> _DATA FOR THE TASK_
*****

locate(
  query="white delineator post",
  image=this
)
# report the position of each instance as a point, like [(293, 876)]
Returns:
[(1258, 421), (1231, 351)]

*****

> _WORK TO DO_
Format the data above as a Markdown table with the columns "No." and "Data line", placing each nonblank line in its own numbered row.

> _SOLUTION FOR THIS PROBLEM_
| No. | Data line |
|---|---|
| 1 | locate( |
| 2 |   query="white delineator post", |
| 3 |   image=this |
| 4 | ) |
| 5 | # report the position of each instance as a point, like [(293, 876)] |
| 6 | Returns: |
| 7 | [(1258, 421), (1231, 351)] |